## Given text:
>>>>>

Despite this, some organizations have deployed these unreliable LLMs, sometimes with catastrophic results. Air Canada’s chatbot hallucinated refund policies, eventually resulting in the airline being held responsible for the misinformation and being ordered by a tribunal to refund a customer; the chatbot has since been taken down. A federal judge fined a law firm after their lawyers used ChatGPT to draft a brief full of fabricated citations. New York City’s “MyCity” chatbot has been hallucinating wrong answers to business owners’ questions about local laws.

Overcoming hallucinations with trustworthiness scores

LLMs will always have some hallucinations, but by providing a trustworthiness score with every output, Cleanlab TLM lets you identify when the LLM is hallucinating. TLM is optimized for minimizing false negatives — when the LLM hallucinates, we want to make sure the trustworthiness score is low — to enable reliable deployment of LLM-based applications.

The TLM API can serve as:

A drop-in replacement for your LLM. Much like existing LLM APIs, TLM provides a .prompt() method, and TLM will return a response along with a trustworthiness score, enabling new use cases.
- Even the responses themselves are more accurate than the baseline model, because TLM internally produces many responses and returns the one with the highest trustworthiness score.
A layer of trust for your existing LLM outputs or human-generated data. TLM provides a .get_trustworthiness_score() method that can score any prompt/response pair.

TLM works by augmenting existing LLMs with a layer of trust. The generally-available version of TLM lets you choose between a number of popular base models, including GPT-3.5, GPT-4, and GPT-4o, but TLM can augment any LLM with only black-box access to the LLM API. For enterprise use cases, such as adding trustworthiness to your custom fine-tuned LLM, contact us.

Berkeley Research Group (BRG) has already seen significant cost savings from leveraging TLM. According to Steven Gawthorpe, PhD, Associate Director and Senior Data Scientist at BRG:

While there are always other tools out there, Cleanlab’s TLM is the first viable answer to LLM hallucinations that I’ve seen. Several of our human-in-the-loop LLM workflows can now be 80% automated with Cleanlab’s trustworthiness scores on every LLM output. Doing this manually for the entire dataset is often impossible, but Cleanlab gives us the power of 1000s of data scientists to enrich data and strengthen LLM outputs. The downstream cost savings of using TLM for accurate data are substantial, providing significant financial benefits with 10x to 100x ROI for many of our clients. Other tools on the market aren’t even on the same playing field compared to what Cleanlab is doing.

<<<<<

## Saved data entries:

>>>>>

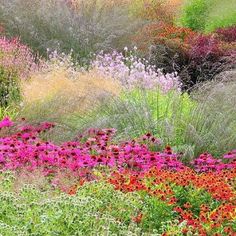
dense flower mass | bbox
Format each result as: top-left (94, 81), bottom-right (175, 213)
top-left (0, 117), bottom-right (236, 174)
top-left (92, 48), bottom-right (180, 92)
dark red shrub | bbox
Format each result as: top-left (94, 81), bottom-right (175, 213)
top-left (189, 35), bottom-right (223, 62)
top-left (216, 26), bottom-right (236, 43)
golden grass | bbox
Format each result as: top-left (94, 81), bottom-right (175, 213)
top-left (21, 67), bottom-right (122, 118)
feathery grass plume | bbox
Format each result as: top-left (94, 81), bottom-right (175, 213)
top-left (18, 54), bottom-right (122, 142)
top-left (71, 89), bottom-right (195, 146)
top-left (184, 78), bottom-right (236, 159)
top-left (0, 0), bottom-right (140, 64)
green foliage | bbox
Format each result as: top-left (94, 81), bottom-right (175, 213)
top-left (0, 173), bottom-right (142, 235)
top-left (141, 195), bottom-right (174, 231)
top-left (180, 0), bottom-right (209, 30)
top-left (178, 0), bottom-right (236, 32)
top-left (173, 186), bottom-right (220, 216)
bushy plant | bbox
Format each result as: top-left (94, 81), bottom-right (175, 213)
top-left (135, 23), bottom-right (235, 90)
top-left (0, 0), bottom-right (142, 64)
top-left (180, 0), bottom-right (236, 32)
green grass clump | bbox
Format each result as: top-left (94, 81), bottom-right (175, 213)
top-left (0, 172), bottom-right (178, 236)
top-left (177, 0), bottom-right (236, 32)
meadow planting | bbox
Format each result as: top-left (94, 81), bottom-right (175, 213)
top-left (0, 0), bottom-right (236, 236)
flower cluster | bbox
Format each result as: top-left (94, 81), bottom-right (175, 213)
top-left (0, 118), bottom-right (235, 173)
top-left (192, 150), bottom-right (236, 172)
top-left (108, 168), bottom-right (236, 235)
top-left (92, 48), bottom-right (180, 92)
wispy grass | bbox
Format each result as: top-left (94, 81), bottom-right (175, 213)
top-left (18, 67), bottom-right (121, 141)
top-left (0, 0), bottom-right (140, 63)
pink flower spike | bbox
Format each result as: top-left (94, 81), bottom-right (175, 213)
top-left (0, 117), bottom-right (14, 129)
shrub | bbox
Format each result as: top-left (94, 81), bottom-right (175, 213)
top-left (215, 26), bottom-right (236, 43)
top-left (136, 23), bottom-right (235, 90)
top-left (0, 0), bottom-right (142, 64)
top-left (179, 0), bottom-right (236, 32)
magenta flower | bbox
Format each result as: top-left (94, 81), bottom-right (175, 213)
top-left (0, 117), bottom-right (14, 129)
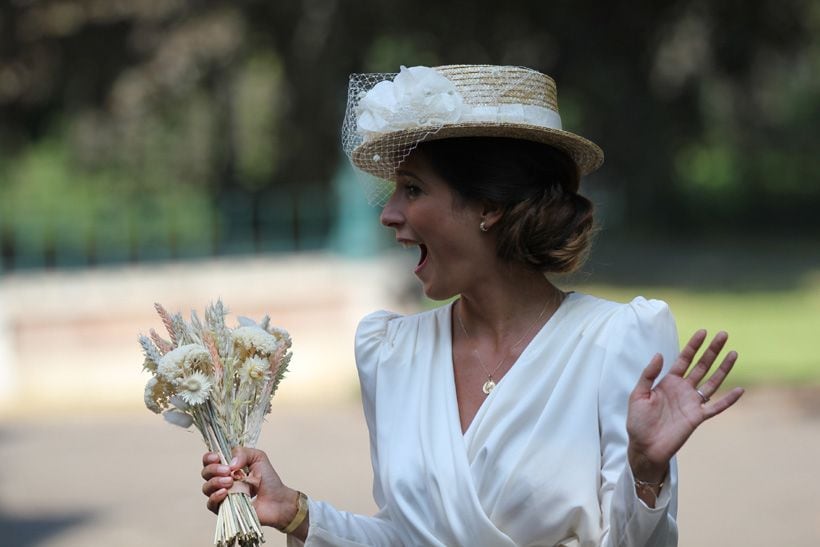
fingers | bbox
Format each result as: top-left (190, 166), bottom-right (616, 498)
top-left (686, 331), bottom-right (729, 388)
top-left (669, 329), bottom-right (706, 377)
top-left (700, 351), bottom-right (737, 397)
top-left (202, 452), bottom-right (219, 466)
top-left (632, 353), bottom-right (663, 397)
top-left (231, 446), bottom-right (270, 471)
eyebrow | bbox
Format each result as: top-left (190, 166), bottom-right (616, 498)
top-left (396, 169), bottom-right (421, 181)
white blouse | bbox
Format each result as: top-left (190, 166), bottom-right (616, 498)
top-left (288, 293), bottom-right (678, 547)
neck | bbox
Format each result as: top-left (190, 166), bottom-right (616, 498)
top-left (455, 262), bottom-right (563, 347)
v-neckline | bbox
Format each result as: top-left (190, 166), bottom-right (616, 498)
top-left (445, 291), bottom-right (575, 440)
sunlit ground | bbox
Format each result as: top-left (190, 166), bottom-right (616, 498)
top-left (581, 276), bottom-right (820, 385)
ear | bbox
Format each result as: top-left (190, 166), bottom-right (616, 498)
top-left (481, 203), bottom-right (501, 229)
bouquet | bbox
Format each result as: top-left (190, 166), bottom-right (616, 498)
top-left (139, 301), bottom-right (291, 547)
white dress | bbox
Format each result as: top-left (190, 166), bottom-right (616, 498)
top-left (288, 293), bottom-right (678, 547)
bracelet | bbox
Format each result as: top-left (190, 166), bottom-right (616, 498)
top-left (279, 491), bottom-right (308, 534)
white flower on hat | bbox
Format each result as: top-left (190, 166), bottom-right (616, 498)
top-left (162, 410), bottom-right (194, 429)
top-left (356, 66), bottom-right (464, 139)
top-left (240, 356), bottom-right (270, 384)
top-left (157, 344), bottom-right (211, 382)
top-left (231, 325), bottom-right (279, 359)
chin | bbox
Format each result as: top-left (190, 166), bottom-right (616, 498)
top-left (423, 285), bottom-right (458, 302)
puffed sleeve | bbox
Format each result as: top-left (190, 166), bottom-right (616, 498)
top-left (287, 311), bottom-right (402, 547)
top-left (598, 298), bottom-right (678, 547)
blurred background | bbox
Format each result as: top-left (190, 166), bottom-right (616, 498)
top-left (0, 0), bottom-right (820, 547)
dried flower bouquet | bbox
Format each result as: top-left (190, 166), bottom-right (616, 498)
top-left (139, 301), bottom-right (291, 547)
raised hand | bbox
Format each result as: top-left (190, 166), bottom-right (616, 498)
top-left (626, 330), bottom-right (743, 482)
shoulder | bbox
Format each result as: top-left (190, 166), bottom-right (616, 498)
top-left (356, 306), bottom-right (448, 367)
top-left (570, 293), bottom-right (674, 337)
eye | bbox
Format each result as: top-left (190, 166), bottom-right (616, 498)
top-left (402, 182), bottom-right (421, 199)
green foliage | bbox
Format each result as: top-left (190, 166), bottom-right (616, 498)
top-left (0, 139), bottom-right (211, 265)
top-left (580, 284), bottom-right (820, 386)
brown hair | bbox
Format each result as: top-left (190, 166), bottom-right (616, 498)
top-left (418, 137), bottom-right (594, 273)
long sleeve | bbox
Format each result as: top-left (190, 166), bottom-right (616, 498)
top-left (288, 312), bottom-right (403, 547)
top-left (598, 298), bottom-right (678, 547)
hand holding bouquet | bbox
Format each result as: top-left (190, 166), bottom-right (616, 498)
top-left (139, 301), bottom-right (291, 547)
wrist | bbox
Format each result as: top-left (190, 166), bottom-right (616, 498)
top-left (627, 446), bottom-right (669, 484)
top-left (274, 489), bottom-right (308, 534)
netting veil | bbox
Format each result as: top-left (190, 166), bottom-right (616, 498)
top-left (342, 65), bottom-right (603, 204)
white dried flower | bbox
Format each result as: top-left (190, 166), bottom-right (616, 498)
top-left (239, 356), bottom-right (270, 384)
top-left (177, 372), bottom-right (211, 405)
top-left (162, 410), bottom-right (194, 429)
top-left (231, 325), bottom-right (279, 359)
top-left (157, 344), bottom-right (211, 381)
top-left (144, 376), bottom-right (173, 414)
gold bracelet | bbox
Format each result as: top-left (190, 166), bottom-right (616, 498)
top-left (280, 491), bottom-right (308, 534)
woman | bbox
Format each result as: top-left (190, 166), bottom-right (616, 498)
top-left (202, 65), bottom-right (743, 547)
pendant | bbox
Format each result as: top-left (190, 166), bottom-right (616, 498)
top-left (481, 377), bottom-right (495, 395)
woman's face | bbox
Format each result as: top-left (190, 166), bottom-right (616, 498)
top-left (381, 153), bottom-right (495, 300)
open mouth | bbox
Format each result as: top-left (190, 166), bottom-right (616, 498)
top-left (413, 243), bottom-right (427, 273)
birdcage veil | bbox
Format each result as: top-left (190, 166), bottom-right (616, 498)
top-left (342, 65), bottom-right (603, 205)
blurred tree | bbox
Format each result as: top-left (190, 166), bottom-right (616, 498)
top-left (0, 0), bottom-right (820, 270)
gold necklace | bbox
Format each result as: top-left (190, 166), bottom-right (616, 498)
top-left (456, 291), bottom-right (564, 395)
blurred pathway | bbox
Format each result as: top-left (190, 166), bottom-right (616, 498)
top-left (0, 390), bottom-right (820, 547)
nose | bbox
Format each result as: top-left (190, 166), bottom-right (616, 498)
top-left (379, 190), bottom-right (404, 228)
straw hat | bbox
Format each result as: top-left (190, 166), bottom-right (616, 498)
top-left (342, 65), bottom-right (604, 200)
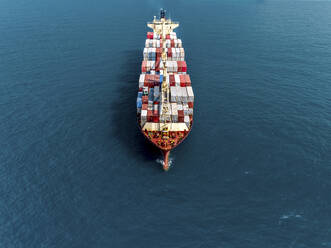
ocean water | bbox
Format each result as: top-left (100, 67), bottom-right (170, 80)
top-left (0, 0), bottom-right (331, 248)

<<<<<

## Exercise 1:
Using the text about Cleanlab TLM, say whether each statement agrees with it. For each, answer yes or no and quote the deciding words. (a) Air Canada's chatbot is still in service. (b) TLM can give a trustworthiness score to a prompt/response pair written by a person. (c) TLM is tuned mainly to keep false positives low.
## Exercise 2:
Write the next part of the Cleanlab TLM text, starting right after its last sentence.

## Written response 1:
(a) No: "the chatbot has since been taken down."
(b) Yes: "A layer of trust for your existing LLM outputs or human-generated data. TLM provides a .get_trustworthiness_score() method that can score any prompt/response pair."
(c) No: "TLM is optimized for minimizing false negatives"

## Written response 2:
Use cases enabled by TLM

Trustworthiness scores unlock new production use cases of LLMs, and any existing application of LLMs can also benefit by taking into account these scores.

Customer service chatbot

TLM can power trustworthy chatbots that answer the 80% of questions where they are confident, but where they escalate to a human if they’re unsure about a response rather than hallucinating one (like in the Air Canada case). This can be done simply by routing the question to a human when the trustworthiness score falls below a chosen threshold.

Auto-labeling

LLMs are commonly used for auto-labeling data. With TLM, you can confidently auto-label a large fraction of your data and only have humans review a portion of the data where the LLM does not return trustworthy results.

template = '''
What type of compliance issue is most likely present in the following document?
Please restrict your answer to a one word answer and nothing else.
Your answer should be selected from the following options: HIPAA, FERPA, GDPR, none.

Document below here:

{document}
'''

def classify(document) -> Tuple[str, float]:
  answer = tlm.prompt(template.format(document=document))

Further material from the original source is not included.